(A block of data)
#####

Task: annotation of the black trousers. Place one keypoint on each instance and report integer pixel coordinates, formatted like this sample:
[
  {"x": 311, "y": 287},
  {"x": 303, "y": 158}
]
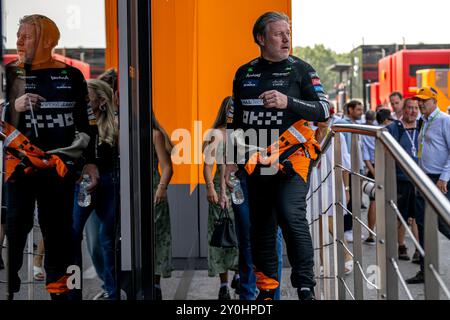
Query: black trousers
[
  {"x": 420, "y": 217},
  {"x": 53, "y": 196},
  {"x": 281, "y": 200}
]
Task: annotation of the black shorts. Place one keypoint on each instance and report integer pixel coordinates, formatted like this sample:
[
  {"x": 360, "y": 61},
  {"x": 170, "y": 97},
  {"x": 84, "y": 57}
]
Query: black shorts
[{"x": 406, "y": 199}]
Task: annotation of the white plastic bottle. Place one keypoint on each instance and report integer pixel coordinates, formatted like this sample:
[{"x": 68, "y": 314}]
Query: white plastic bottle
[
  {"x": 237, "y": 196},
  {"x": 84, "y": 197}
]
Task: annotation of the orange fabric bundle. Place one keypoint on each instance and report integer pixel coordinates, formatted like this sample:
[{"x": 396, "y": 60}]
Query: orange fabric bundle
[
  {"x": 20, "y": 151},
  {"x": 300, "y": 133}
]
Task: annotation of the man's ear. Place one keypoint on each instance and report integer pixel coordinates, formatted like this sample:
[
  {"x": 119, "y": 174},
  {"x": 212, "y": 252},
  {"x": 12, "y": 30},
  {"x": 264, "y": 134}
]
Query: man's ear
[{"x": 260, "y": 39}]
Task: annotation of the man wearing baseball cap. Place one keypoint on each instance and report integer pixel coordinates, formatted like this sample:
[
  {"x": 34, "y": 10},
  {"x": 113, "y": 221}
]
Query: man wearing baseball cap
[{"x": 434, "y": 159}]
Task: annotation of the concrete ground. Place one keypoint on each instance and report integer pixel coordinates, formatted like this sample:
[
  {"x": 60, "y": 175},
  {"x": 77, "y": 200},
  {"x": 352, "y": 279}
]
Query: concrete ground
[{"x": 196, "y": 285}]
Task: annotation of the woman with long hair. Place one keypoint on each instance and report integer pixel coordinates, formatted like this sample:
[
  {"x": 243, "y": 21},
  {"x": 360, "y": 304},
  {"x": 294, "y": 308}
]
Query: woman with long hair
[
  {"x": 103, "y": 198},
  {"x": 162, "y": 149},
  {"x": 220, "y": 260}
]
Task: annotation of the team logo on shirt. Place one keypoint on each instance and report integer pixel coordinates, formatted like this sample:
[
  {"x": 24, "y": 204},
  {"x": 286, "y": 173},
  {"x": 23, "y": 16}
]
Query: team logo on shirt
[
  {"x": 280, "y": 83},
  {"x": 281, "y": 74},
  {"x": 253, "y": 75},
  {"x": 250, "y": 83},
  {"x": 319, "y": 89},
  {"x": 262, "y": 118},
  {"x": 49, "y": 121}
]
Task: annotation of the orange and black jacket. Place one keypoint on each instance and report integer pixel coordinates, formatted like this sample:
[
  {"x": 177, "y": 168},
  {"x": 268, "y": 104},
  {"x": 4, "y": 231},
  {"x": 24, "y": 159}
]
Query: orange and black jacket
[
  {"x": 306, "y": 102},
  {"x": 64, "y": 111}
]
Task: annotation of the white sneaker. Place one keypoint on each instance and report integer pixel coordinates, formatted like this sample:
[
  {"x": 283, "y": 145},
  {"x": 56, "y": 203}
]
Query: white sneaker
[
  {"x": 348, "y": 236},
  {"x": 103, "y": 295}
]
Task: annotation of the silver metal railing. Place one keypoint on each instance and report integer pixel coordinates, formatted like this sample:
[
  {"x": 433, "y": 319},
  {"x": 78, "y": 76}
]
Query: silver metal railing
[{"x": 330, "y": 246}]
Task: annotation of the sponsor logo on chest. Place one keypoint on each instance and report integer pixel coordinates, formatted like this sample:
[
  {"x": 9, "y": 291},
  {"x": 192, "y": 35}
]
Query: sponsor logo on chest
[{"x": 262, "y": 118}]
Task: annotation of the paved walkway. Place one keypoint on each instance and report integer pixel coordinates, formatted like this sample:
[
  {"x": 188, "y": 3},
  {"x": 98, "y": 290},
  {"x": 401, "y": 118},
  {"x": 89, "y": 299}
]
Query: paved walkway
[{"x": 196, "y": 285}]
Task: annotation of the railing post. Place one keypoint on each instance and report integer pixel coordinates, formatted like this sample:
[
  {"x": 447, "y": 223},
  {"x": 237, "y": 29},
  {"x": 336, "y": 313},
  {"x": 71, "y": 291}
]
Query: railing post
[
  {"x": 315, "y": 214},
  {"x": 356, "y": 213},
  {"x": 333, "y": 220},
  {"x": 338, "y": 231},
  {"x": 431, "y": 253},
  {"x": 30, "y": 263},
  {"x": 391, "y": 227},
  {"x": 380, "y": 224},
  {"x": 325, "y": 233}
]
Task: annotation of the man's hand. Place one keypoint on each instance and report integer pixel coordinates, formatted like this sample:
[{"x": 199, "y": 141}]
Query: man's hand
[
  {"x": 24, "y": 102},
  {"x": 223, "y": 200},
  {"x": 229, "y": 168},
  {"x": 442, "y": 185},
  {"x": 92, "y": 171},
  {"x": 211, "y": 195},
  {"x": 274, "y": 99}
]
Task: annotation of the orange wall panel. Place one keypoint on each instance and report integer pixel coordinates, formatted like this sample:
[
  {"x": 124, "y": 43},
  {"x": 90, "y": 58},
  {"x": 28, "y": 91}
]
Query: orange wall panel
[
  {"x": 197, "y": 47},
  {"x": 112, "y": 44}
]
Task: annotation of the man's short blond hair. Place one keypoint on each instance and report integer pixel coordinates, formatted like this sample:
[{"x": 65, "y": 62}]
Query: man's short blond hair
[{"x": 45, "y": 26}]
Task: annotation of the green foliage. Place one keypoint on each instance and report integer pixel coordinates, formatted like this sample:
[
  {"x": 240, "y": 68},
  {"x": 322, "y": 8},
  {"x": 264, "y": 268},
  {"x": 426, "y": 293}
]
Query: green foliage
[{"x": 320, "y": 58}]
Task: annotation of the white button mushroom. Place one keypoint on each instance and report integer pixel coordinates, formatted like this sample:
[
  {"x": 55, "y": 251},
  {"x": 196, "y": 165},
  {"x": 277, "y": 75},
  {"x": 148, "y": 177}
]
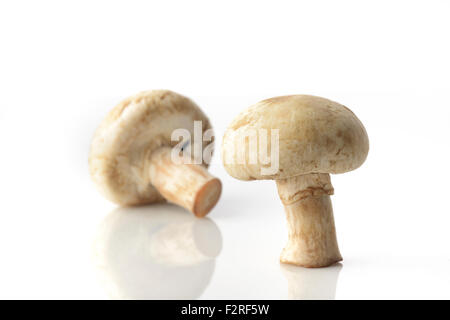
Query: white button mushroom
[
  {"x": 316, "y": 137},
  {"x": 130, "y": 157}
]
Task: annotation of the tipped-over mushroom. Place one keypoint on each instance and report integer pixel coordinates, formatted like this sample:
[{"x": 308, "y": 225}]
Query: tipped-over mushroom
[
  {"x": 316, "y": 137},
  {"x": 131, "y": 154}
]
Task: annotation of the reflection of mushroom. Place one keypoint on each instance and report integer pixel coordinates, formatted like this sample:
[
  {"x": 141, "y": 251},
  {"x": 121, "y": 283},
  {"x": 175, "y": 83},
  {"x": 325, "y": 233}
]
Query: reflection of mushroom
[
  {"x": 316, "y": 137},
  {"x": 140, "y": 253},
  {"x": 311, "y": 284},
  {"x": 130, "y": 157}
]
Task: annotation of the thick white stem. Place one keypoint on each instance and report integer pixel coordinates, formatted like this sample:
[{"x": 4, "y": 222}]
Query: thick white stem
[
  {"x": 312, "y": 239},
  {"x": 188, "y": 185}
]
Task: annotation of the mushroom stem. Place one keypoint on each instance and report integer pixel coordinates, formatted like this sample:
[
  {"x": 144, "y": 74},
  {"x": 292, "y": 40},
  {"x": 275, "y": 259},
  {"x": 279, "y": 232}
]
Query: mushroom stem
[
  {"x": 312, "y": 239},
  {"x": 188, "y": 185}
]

#####

_WORK INSTRUCTIONS:_ Lay out the lines above as a numbered list, skipping any blank lines and leaving the pictures out.

_WRITTEN ANSWER:_
1. Task: annotation of the black trousers. Place one keypoint on each instance and report integer pixel coordinates, formatted like this sample:
2. [
3.   {"x": 311, "y": 287},
4.   {"x": 303, "y": 158}
5. ]
6. Query: black trousers
7. [
8.   {"x": 420, "y": 217},
9.   {"x": 53, "y": 196},
10.   {"x": 281, "y": 200}
11. ]
12. Task: annotation of the black shorts. Place one keypoint on each instance and report integer pixel coordinates, formatted like this sample:
13. [
14.   {"x": 360, "y": 61},
15.   {"x": 170, "y": 97},
16.   {"x": 84, "y": 57}
17. ]
18. Query: black shorts
19. [{"x": 406, "y": 199}]
20. Task: annotation of the white plastic bottle. Place one keypoint on each instance and report integer pixel coordinates, formatted like this sample:
21. [{"x": 68, "y": 314}]
22. Query: white plastic bottle
23. [
24.   {"x": 237, "y": 196},
25.   {"x": 84, "y": 197}
26. ]
27. Task: annotation of the orange fabric bundle. Place one keypoint on each instance and report integer pixel coordinates, formatted like this sample:
28. [{"x": 396, "y": 60}]
29. Query: orange fabric bundle
30. [
31.   {"x": 20, "y": 151},
32.   {"x": 300, "y": 133}
33. ]
34. Task: annotation of the man's ear. Place one keypoint on each instance and report integer pixel coordinates, formatted like this sample:
35. [
36.   {"x": 119, "y": 174},
37.   {"x": 212, "y": 252},
38.   {"x": 12, "y": 30},
39.   {"x": 264, "y": 134}
40. ]
41. Query: man's ear
42. [{"x": 260, "y": 39}]
43. Task: annotation of the man wearing baseball cap. Place one keypoint on each instance and report integer pixel coordinates, formatted like this sample:
44. [
45.   {"x": 34, "y": 10},
46.   {"x": 113, "y": 221}
47. ]
48. Query: man wearing baseball cap
49. [{"x": 434, "y": 159}]
50. Task: annotation of the concrete ground. Place one keypoint on each instance and report integer pixel coordinates, formatted like this sample:
51. [
52.   {"x": 60, "y": 175},
53.   {"x": 77, "y": 200},
54.   {"x": 352, "y": 279}
55. ]
56. Query: concrete ground
57. [{"x": 196, "y": 285}]
58. Task: annotation of the woman with long hair. Place one keypoint on each instance and report integer pixel coordinates, formatted like this sample:
59. [
60.   {"x": 243, "y": 21},
61.   {"x": 360, "y": 304},
62.   {"x": 294, "y": 308}
63. ]
64. Query: woman with long hair
65. [
66.   {"x": 103, "y": 198},
67.   {"x": 162, "y": 149},
68.   {"x": 220, "y": 260}
69. ]
70. Task: annotation of the team logo on shirt. Place one keypoint on each instance and report integer pixel coordinates, formatted like this sample:
71. [
72.   {"x": 24, "y": 204},
73.   {"x": 286, "y": 173},
74.   {"x": 23, "y": 16}
75. ]
76. Query: team logo on shirt
77. [
78.   {"x": 280, "y": 83},
79.   {"x": 281, "y": 74},
80.   {"x": 253, "y": 75},
81.   {"x": 250, "y": 83},
82.   {"x": 319, "y": 89},
83.   {"x": 262, "y": 118},
84.   {"x": 49, "y": 121}
85. ]
86. Task: annotation of the orange and black jacket. Place one keypoint on each instance and report integer pixel coordinates, formatted like this sample:
87. [
88.   {"x": 177, "y": 168},
89.   {"x": 268, "y": 104},
90.   {"x": 4, "y": 231},
91.   {"x": 24, "y": 159}
92. ]
93. Query: orange and black jacket
94. [
95.   {"x": 306, "y": 102},
96.   {"x": 64, "y": 111}
97. ]
98. Task: annotation of the white sneaker. Place one keypoint on each instance and report integer pixel coordinates, formatted like this sample:
99. [
100.   {"x": 283, "y": 145},
101.   {"x": 56, "y": 203}
102. ]
103. Query: white sneaker
104. [
105.   {"x": 348, "y": 236},
106.   {"x": 103, "y": 295}
107. ]
108. Task: annotation of the silver metal railing. Place one keypoint on each instance and report integer pixel coordinates, formatted like this sample:
109. [
110.   {"x": 433, "y": 319},
111.   {"x": 78, "y": 76}
112. ]
113. Query: silver metal railing
114. [{"x": 330, "y": 246}]
115. Task: annotation of the sponsor logo on chest. Place one keypoint on each instance and report integer pixel coordinates, formatted like this sample:
116. [
117.   {"x": 9, "y": 291},
118.   {"x": 192, "y": 35}
119. ]
120. Query: sponsor logo on chest
121. [{"x": 262, "y": 118}]
122. Task: annotation of the paved walkway. Place one keypoint on each instance and report integer pixel coordinates, formatted like this sample:
123. [
124.   {"x": 188, "y": 3},
125.   {"x": 98, "y": 290},
126.   {"x": 401, "y": 118},
127.   {"x": 89, "y": 299}
128. ]
129. Query: paved walkway
130. [{"x": 196, "y": 285}]
131. Task: annotation of the railing post. Place one keypoint on each instance and report integer pixel coordinates, formatted like this sample:
132. [
133.   {"x": 447, "y": 223},
134.   {"x": 237, "y": 29},
135.   {"x": 336, "y": 313},
136.   {"x": 71, "y": 291}
137. ]
138. Query: railing post
139. [
140.   {"x": 315, "y": 214},
141.   {"x": 356, "y": 213},
142.   {"x": 333, "y": 220},
143.   {"x": 338, "y": 231},
144.   {"x": 431, "y": 253},
145.   {"x": 30, "y": 263},
146.   {"x": 391, "y": 227},
147.   {"x": 380, "y": 224},
148.   {"x": 325, "y": 233}
149. ]
150. Task: annotation of the man's hand. Place one keypoint on each instance and report integer pixel coordinates, formatted like this sample:
151. [{"x": 199, "y": 141}]
152. Query: man's hand
153. [
154.   {"x": 24, "y": 102},
155.   {"x": 223, "y": 200},
156.   {"x": 229, "y": 168},
157.   {"x": 442, "y": 185},
158.   {"x": 92, "y": 171},
159.   {"x": 211, "y": 195},
160.   {"x": 274, "y": 99}
161. ]
162. Task: annotation of the orange wall panel. Place one keypoint on each instance and report integer pixel coordinates, formatted like this sample:
163. [
164.   {"x": 124, "y": 43},
165.   {"x": 90, "y": 58},
166.   {"x": 28, "y": 91}
167. ]
168. Query: orange wall panel
169. [
170.   {"x": 197, "y": 47},
171.   {"x": 112, "y": 44}
172. ]
173. Task: annotation of the man's short blond hair. Place one keypoint on each instance and report integer pixel coordinates, formatted like this sample:
174. [{"x": 65, "y": 62}]
175. Query: man's short blond hair
176. [{"x": 45, "y": 26}]
177. Task: annotation of the green foliage. Place one keypoint on each instance and report integer pixel coordinates, formatted like this sample:
178. [
179.   {"x": 240, "y": 68},
180.   {"x": 322, "y": 8},
181.   {"x": 264, "y": 268},
182.   {"x": 426, "y": 293}
183. ]
184. Query: green foliage
185. [{"x": 320, "y": 58}]
186. Task: annotation of the white button mushroom. Place one keypoint on each instance and report integer pixel coordinates, formatted like this sample:
187. [
188.   {"x": 55, "y": 251},
189.   {"x": 196, "y": 165},
190.   {"x": 277, "y": 75},
191.   {"x": 148, "y": 177}
192. ]
193. Query: white button mushroom
194. [
195.   {"x": 316, "y": 137},
196.   {"x": 130, "y": 157}
197. ]
198. Task: annotation of the tipped-over mushroom. Place one keypoint on each instance and report integer pixel coordinates, formatted like this sample:
199. [{"x": 308, "y": 225}]
200. Query: tipped-over mushroom
201. [
202.   {"x": 316, "y": 137},
203.   {"x": 131, "y": 154}
204. ]
205. Task: annotation of the reflection of mushroom. Place one keypoint on each instance and report integer pixel coordinates, formatted like this sample:
206. [
207.   {"x": 141, "y": 251},
208.   {"x": 121, "y": 283},
209.   {"x": 175, "y": 83},
210.   {"x": 325, "y": 233}
211. ]
212. Query: reflection of mushroom
213. [
214.   {"x": 316, "y": 137},
215.   {"x": 140, "y": 253},
216.   {"x": 311, "y": 284},
217.   {"x": 130, "y": 157}
218. ]
219. Task: annotation of the thick white stem. Place one keypoint on each instance and report integer pixel coordinates, formatted like this sample:
220. [{"x": 4, "y": 222}]
221. Query: thick white stem
222. [
223.   {"x": 312, "y": 239},
224.   {"x": 188, "y": 185}
225. ]
226. Task: annotation of the mushroom stem. Place one keypoint on each instance and report integer pixel coordinates, formatted like this sample:
227. [
228.   {"x": 144, "y": 74},
229.   {"x": 292, "y": 40},
230.   {"x": 275, "y": 259},
231.   {"x": 279, "y": 232}
232. ]
233. Query: mushroom stem
234. [
235.   {"x": 312, "y": 239},
236.   {"x": 188, "y": 185}
237. ]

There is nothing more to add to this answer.